*** Block opens ***

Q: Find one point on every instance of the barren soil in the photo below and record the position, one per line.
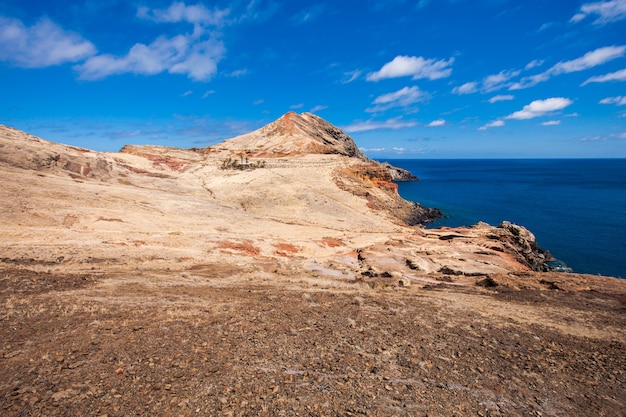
(168, 282)
(224, 342)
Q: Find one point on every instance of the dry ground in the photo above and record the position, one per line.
(217, 341)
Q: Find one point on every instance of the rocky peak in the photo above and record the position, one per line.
(297, 134)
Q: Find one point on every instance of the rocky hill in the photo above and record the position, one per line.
(279, 273)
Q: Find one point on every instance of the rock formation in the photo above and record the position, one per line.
(278, 273)
(299, 181)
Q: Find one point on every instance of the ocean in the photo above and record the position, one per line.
(576, 208)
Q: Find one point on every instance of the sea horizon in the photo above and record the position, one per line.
(576, 207)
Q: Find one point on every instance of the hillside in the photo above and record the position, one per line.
(279, 273)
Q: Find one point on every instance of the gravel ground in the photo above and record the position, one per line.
(153, 344)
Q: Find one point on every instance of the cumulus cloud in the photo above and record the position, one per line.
(589, 60)
(350, 76)
(495, 99)
(489, 83)
(496, 123)
(534, 63)
(613, 76)
(42, 45)
(606, 11)
(540, 108)
(467, 88)
(195, 55)
(619, 100)
(415, 67)
(395, 123)
(498, 81)
(437, 123)
(179, 12)
(401, 98)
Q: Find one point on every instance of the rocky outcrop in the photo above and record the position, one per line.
(399, 174)
(294, 134)
(523, 245)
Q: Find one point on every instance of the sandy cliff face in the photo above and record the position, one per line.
(71, 207)
(274, 274)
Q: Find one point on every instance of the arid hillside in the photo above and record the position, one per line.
(279, 273)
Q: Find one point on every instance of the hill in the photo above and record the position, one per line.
(279, 273)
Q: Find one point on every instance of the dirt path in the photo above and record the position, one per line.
(216, 343)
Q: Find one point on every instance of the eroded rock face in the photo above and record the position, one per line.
(149, 202)
(524, 245)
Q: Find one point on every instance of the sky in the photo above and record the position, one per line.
(405, 79)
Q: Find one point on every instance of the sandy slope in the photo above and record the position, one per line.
(153, 282)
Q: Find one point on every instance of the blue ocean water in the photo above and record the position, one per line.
(576, 208)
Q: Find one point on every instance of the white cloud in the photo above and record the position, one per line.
(350, 76)
(195, 55)
(179, 12)
(495, 99)
(437, 123)
(496, 123)
(467, 88)
(178, 55)
(395, 123)
(613, 76)
(497, 81)
(589, 60)
(607, 11)
(415, 67)
(308, 14)
(401, 98)
(489, 83)
(318, 108)
(238, 73)
(619, 100)
(540, 108)
(42, 45)
(534, 63)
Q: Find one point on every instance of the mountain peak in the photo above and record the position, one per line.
(296, 134)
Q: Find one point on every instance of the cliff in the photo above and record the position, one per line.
(278, 273)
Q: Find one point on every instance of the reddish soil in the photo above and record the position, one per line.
(204, 343)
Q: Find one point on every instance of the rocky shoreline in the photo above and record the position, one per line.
(160, 281)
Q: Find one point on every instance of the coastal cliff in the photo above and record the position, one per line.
(279, 270)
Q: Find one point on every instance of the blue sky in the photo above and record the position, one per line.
(406, 79)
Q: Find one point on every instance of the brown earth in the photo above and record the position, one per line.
(218, 341)
(161, 281)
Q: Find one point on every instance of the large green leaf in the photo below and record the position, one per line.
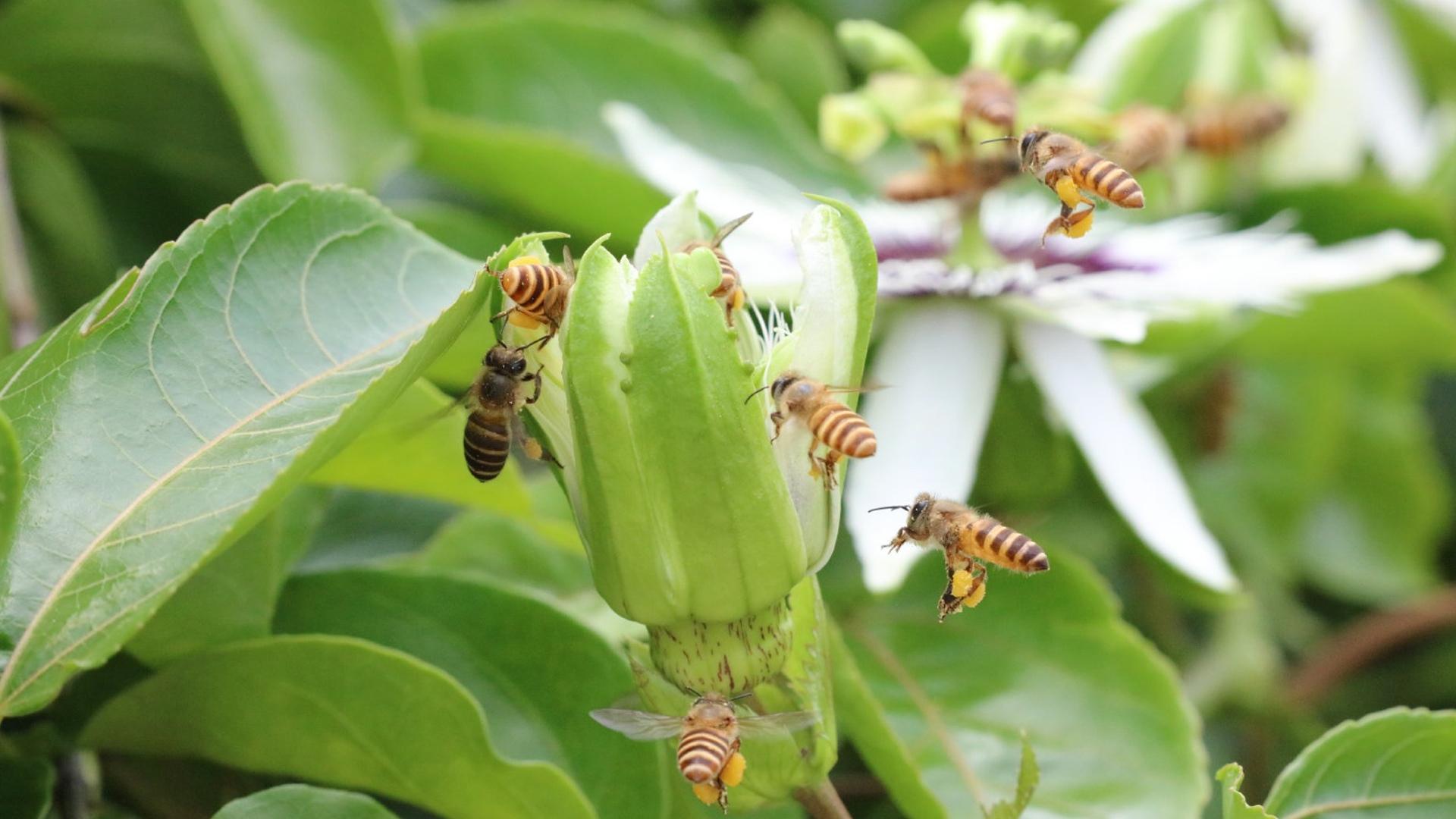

*** Block closes ***

> **Description of the task**
Write out the listing word for word, omitting the pictures it holds.

> **Written answer**
Q: Find one point on every instance of the barren soil in the photo below and record the position, one per line.
(168, 282)
(224, 342)
Q: Find one point on every instance of the dry ground in the photo above and record the position, one per line.
(217, 341)
Q: Find one point on every instance of the rocky peak in the photo above and record the position, one per line.
(297, 134)
Q: Find one point on every instance of the rocky hill in the photo above and record the position, one per line.
(279, 273)
Q: Find one point on every instance of the rock formation in the photo above and record the position, one per line.
(278, 273)
(299, 181)
Q: Find one point on every instance of the ocean in the photo above and record the position, one per line.
(576, 208)
Q: Find one point on every instance of the sea horizon in the photo above and record the position, one per line.
(576, 207)
Q: Find one point on every instance of the hillside in the photo above and record the position, one per line.
(279, 273)
Q: Find one point on every instance of the gravel ground in the photo above and record the position, one per line.
(153, 344)
Q: Find one point on every instance of the cumulus cloud in the photo above and record the position, one per line.
(589, 60)
(350, 76)
(495, 99)
(489, 83)
(496, 123)
(534, 63)
(613, 76)
(42, 45)
(606, 11)
(540, 108)
(467, 88)
(195, 55)
(619, 100)
(415, 67)
(395, 123)
(498, 81)
(437, 123)
(179, 12)
(401, 98)
Q: Find one point on every instance of the rocky outcrop in the photo above and record the position, one per line.
(399, 174)
(294, 134)
(523, 245)
Q: Find one point on every instance of the sandy cliff face in the photo above and record the position, one per line.
(71, 207)
(274, 274)
Q: Find one point on every instance of the arid hillside in the photo above and record the position, one per line.
(279, 273)
Q: Find one point on every instance of the hill in the photo above and record the position, one per line.
(279, 273)
Q: Find one point on every instance of the dirt path in the photo above and record the position, one per line.
(216, 343)
Q: Find one point on every instance of the eroded rock face in the photo above and record the position, one per line.
(149, 202)
(524, 245)
Q: Find one point on every instance of the sky in the photo above and record the position, one per line.
(405, 79)
Q: Find one point on every instance of the sandy slope in the photo above and record the position, one per line.
(153, 282)
Q: Find one point on every instance of the blue ocean water in the photo above and record the position, one per line.
(576, 208)
Q: Find one point on every instance of the white cloud in the photo above and record the position, one per line.
(350, 76)
(195, 55)
(179, 12)
(495, 99)
(437, 123)
(496, 123)
(467, 88)
(178, 55)
(395, 123)
(613, 76)
(497, 81)
(589, 60)
(607, 11)
(415, 67)
(308, 14)
(401, 98)
(489, 83)
(318, 108)
(238, 73)
(619, 100)
(540, 108)
(42, 45)
(534, 63)
Q: Find one point on every instance of the mountain peak in the photo above and record the position, one per line.
(296, 134)
Q: Find one point on every instance of the cliff in the photo above and record the position, one per line.
(278, 273)
Q: Find one point on every instance of the reddish soil in the photo above and record the position, one per line.
(204, 343)
Q: Find one point on every instance of the rocky shoreline in the photo above and record the position, one per line.
(160, 281)
Q: Find one point on every instance of the coastal cliff in the photo above and record the position, one per line.
(279, 270)
Q: Find one point on every instance of the blue sky in the photo above and record the position, one per line.
(406, 79)
Q: Find one point on every instance of the brown earth in the photo above and record the position, one per line.
(218, 341)
(161, 281)
Q: Find one point on every instance of the large green leaf in the photo below and record the position, one per line.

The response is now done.